▶ **Exercise instructions**
From the line with "of the woman" through the final line, please write out the listing exactly, including both of those lines.

Excerpts of location labeling data:
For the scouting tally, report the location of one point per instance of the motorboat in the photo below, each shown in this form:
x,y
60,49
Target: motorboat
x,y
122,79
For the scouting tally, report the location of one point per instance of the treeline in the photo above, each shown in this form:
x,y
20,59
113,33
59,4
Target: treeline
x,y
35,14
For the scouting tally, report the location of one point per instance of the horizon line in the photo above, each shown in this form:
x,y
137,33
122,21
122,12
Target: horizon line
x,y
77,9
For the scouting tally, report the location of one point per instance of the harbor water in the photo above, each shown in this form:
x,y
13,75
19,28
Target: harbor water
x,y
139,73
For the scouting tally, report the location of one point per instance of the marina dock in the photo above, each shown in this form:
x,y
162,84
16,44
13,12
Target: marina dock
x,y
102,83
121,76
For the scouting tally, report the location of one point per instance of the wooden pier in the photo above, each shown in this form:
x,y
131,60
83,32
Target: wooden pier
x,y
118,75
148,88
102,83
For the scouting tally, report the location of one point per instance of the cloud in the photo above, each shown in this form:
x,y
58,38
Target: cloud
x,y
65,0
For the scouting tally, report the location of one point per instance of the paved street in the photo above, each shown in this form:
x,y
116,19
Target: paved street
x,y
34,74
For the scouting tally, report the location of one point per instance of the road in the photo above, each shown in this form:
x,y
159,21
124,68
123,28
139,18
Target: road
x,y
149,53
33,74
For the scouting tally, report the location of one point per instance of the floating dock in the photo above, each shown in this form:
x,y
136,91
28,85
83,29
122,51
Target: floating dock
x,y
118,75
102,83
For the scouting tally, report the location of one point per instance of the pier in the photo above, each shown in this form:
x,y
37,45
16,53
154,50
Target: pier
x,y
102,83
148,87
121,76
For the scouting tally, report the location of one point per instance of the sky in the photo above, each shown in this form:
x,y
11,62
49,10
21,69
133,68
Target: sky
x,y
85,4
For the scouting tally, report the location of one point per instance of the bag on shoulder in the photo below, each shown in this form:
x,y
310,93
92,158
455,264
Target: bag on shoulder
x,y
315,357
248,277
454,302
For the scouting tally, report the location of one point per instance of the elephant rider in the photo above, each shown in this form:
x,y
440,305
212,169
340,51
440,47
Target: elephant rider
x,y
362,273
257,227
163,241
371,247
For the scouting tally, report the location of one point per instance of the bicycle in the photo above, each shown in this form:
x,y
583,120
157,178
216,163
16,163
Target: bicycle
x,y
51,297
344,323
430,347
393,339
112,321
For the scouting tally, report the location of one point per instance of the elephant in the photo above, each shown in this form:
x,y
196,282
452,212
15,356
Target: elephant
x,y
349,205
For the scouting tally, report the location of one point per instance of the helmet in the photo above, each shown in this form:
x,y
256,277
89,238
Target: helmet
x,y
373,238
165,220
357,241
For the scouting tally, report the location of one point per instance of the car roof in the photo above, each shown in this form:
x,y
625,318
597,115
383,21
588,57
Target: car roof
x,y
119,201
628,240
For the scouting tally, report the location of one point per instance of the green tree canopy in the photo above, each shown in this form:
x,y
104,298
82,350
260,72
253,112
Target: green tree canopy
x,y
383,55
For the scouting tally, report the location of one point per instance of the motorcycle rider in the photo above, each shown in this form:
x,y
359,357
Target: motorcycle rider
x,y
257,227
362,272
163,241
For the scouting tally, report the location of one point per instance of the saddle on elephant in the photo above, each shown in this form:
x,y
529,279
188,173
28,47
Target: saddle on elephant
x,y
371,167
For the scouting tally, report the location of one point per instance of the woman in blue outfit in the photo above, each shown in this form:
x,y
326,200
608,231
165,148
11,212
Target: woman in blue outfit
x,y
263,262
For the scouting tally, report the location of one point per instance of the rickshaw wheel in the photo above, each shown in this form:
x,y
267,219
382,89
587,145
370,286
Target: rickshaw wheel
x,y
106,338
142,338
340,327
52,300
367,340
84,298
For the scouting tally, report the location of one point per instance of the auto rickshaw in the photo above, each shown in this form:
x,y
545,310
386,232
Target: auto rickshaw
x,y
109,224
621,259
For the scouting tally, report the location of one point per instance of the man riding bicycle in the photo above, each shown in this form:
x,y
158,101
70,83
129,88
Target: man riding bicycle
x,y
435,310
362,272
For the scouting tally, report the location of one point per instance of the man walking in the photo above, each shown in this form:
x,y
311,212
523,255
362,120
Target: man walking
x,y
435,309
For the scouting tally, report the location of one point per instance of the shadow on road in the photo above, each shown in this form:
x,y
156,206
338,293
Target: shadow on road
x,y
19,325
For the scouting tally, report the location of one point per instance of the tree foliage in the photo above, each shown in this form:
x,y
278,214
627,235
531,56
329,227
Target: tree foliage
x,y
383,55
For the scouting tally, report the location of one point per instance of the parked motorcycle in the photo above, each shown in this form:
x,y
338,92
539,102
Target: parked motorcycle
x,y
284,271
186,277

▶ **Result of this task**
For the scouting tally, report the location of one point per instance of the woman in blue outfit in the photo above, each shown in this form:
x,y
326,200
608,231
165,148
11,212
Target: woman in blue outfit
x,y
263,262
For the scouting tally, report the location of one point per instance of the rickshaw wheel in the photo above, each shown in this form:
x,y
267,219
382,89
587,145
370,286
Target: rickshaw wheel
x,y
106,338
142,338
340,327
52,300
367,340
84,298
For the scouting tally, report the location of one point per instance of the auto rickshaw in the photo above, each shown in this form:
x,y
545,310
386,232
Target: auto rickshaw
x,y
109,224
621,259
For the scouting tally, report the location of one point per instance of the man riding bicycle in the photo above, each shown in this form:
x,y
158,101
70,83
129,88
Target: man riding bicycle
x,y
435,310
362,272
For the scouting tally, report the location of one point per instance of the man walking in the photo above, each shown in this form:
x,y
311,212
523,255
362,120
Target: man walking
x,y
435,309
For the scouting tally, report the location of one point per instance of the shadow on road in the photo above, each shown in this form:
x,y
156,206
338,293
Target: shadow on road
x,y
19,325
For the scouting tally, report the location of one point per instance of the tree foliage in the photo above, each shown in this form:
x,y
278,214
627,235
531,56
329,227
Target: tree foliage
x,y
383,55
For the scouting tally, report the location of one point per instance of the parked motorcycle in the photo above, each shown in this form:
x,y
338,92
539,102
Target: parked motorcycle
x,y
284,271
186,277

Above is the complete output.